TASK TO CARRY OUT. Could you rewrite the data below with "Multiple instances" replaced by "Several instances" everywhere and nothing else changed, leaving the pictures out?
- - - -
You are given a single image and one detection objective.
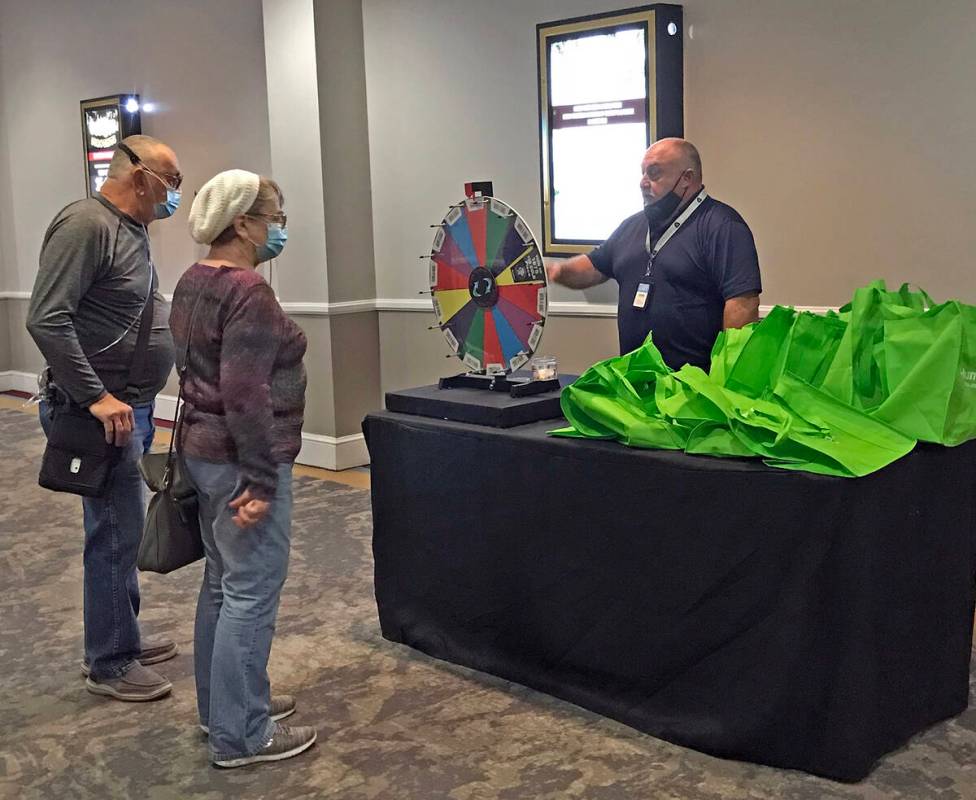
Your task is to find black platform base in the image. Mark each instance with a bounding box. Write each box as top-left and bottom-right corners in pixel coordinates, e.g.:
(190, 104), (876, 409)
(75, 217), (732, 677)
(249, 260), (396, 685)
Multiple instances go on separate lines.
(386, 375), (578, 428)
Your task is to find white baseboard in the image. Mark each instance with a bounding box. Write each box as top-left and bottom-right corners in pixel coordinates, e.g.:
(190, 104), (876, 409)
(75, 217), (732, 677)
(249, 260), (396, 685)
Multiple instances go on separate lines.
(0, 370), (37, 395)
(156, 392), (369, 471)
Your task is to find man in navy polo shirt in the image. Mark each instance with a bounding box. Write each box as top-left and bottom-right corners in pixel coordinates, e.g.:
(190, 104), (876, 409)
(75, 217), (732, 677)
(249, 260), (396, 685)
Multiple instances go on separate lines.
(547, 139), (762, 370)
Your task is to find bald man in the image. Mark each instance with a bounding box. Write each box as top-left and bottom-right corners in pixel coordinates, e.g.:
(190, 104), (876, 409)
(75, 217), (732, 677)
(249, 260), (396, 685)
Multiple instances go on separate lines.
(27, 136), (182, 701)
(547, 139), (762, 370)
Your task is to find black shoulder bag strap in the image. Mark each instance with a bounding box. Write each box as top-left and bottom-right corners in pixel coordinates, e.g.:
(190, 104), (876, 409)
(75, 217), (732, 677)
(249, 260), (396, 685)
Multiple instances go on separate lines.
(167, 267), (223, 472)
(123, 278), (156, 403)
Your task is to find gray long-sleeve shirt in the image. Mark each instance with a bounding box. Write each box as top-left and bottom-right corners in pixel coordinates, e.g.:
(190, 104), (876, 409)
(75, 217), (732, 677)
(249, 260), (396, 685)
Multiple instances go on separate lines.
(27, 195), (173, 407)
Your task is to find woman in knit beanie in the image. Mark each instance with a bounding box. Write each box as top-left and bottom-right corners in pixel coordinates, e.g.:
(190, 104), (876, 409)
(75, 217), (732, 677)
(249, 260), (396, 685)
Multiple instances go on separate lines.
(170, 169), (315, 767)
- - - -
SOLUTION TO THIS TASK.
You are given a single image and one detection objective.
Your task is to find black platform base in the image. Mark each instance with a bounding box. Write each box as top-left and bottom-right corners in pixel coordinates, e.g.:
(190, 104), (876, 409)
(75, 217), (732, 677)
(249, 260), (396, 685)
Several instances go on separate lines.
(386, 375), (578, 428)
Your task is to find white baseboard in the image. Mark each instance with a bounding box. Write each box as top-left and bottom-right corners in pixel coordinates, e.g.:
(190, 104), (876, 409)
(75, 217), (732, 677)
(249, 260), (396, 685)
Several instances go on separate lines.
(0, 370), (37, 395)
(156, 392), (369, 471)
Your task is to find man in navy polo shirt in the image. Mark each instance with a bounding box. Write each box as top-left and bottom-right corners in pixel coordinates, e.g.:
(190, 104), (876, 409)
(75, 217), (732, 677)
(249, 260), (396, 685)
Several instances go on separate lines.
(547, 139), (762, 370)
Your task is to find bald man in the image. Mark each instance with a bounding box. Write each box as top-left and bottom-right corners in pixel coordinates, e.g.:
(190, 104), (876, 409)
(75, 217), (732, 677)
(249, 260), (396, 685)
Several instances go on separate lines.
(27, 136), (182, 701)
(547, 139), (762, 370)
Your task is to find black shoulder bag strap in the image. Mark each instance with a bounding box. Write each box as top-left and bottom-right corners in pixel coordinates, e.g.:
(190, 104), (876, 409)
(75, 217), (732, 677)
(249, 260), (396, 685)
Several instances go on separate lines.
(167, 267), (223, 472)
(123, 278), (156, 403)
Your task is to find gray long-sleeve shirt in the image. Mark each instance with a bounding box. Write each box as top-left and bottom-right corners in pixel coordinates, e.g.:
(190, 104), (876, 409)
(75, 217), (732, 677)
(249, 260), (396, 685)
Several instances go on separate lines.
(27, 195), (173, 407)
Your task is to find woman in knit beanie in the image. Mark each instance with a bounding box. Write each box as top-left and bottom-right corners in pixel coordinates, e.g.:
(190, 104), (876, 409)
(75, 217), (732, 677)
(249, 260), (396, 685)
Several instances go on separate lines.
(170, 169), (315, 767)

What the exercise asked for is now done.